■ **CHALLENGE**: Find the line containing "Exercise. Point to every instance of the woman's dark". Retype it and every line after it through the end of the entries, exactly as written, with nothing added.

■ **SOURCE DATA**:
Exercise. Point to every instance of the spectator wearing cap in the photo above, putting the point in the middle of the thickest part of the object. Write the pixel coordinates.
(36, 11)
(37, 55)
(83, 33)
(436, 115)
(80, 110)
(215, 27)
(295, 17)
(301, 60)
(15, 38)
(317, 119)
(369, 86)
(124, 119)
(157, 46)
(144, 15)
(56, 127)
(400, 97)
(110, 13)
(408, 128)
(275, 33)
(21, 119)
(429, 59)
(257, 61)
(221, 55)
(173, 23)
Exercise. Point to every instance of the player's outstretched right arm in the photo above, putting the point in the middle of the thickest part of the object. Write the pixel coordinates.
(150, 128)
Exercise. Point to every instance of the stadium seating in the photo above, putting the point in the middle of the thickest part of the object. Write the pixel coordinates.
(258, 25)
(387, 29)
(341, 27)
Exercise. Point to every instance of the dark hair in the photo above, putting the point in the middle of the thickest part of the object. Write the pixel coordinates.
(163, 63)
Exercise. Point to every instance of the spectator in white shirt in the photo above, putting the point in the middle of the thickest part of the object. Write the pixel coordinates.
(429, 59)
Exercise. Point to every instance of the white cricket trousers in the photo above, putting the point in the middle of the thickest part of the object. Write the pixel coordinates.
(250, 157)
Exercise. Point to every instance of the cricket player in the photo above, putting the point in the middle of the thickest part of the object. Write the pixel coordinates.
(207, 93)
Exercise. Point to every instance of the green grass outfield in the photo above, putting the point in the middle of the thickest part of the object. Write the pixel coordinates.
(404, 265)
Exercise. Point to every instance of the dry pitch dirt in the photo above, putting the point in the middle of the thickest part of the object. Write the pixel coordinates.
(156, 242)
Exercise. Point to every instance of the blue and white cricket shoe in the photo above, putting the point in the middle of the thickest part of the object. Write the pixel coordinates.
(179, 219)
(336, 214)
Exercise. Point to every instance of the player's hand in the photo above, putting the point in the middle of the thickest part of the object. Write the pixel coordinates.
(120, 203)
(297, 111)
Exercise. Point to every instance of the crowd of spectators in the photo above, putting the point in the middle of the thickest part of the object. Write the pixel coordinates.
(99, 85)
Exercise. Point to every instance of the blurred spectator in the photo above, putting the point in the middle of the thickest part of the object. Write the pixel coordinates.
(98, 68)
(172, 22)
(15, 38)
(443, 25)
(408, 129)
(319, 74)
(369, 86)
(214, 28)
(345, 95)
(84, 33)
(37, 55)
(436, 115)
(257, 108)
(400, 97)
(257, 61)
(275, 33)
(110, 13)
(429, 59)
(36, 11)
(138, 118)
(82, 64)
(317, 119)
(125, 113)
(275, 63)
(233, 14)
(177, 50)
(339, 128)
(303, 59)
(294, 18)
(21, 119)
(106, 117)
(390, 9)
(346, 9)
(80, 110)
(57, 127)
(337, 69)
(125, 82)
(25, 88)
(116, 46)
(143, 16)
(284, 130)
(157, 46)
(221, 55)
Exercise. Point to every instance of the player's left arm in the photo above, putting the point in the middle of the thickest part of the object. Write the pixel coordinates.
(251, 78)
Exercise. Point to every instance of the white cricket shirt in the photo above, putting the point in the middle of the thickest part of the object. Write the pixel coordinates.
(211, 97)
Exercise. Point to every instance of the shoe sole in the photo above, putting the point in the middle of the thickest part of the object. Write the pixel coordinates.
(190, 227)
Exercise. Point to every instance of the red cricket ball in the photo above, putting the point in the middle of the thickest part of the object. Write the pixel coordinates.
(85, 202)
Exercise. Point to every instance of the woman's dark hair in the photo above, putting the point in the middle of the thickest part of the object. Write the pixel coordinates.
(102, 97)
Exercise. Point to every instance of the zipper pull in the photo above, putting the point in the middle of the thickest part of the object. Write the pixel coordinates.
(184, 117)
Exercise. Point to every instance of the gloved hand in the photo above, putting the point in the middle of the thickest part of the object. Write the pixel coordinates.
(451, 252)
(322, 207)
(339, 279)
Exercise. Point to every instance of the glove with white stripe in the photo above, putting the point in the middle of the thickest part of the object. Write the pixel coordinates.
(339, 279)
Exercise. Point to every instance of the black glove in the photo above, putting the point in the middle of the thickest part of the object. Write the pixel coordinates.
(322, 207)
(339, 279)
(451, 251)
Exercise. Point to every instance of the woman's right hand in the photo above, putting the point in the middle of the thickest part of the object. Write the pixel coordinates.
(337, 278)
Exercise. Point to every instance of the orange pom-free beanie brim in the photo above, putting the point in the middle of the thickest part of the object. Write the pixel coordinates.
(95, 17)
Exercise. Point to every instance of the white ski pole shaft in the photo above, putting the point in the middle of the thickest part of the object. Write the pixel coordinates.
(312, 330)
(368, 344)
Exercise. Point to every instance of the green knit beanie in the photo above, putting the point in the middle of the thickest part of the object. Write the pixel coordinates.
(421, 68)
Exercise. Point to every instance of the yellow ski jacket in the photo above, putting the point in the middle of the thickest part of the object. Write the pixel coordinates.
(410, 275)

■ **FINISHED TASK**:
Exercise. Point to every instance of the woman's dark hair in the photo above, putting the point in the middle of the thickest part of the object. Write the pixel coordinates.
(102, 97)
Exercise. Point to every instance of the zipper pull in the photo above, putting the point in the middle of the thickest part of the object. Write the pixel coordinates.
(184, 117)
Exercise. Point to every instance of the gloved hand in the photo above, putting the point in the middle of the thickest part of the object. Write the pixel coordinates.
(451, 252)
(322, 207)
(339, 279)
Exercise. Point to every instance of the glove with white stripe in the photo above, putting the point in the middle of the thickest part of the object. Write the pixel coordinates.
(339, 279)
Exercise. Point to every instance of the black glove in the photo above, putting the point in the middle of the thickest part of the object. Write the pixel coordinates.
(322, 207)
(339, 279)
(451, 251)
Exercise. Point to every instance of the woman's right hand in the photo above, putting the point in the middle of the thickest part of the object. Write the pixel coordinates.
(337, 278)
Exercise. Point to every instance of the orange pom-free beanie brim in the photo above, putting the point in the middle of the thickest part of the object. Write the pixel coordinates.
(95, 17)
Exercise. Point to every instance of the white ski pole shaft in the photo above, putting the point in the middle of the thickest part of the object. Write the pixel coordinates.
(312, 330)
(368, 344)
Exercise. Point to every instance of the green knit beanie in the photo above, putting the point in the middle of the thickest part of the object. Write the pixel coordinates.
(421, 68)
Exercise. Point to every instance of the yellow ski jacket in the photo above, putting the point in the middle of the thickest part of the object. Write the pixel coordinates.
(410, 275)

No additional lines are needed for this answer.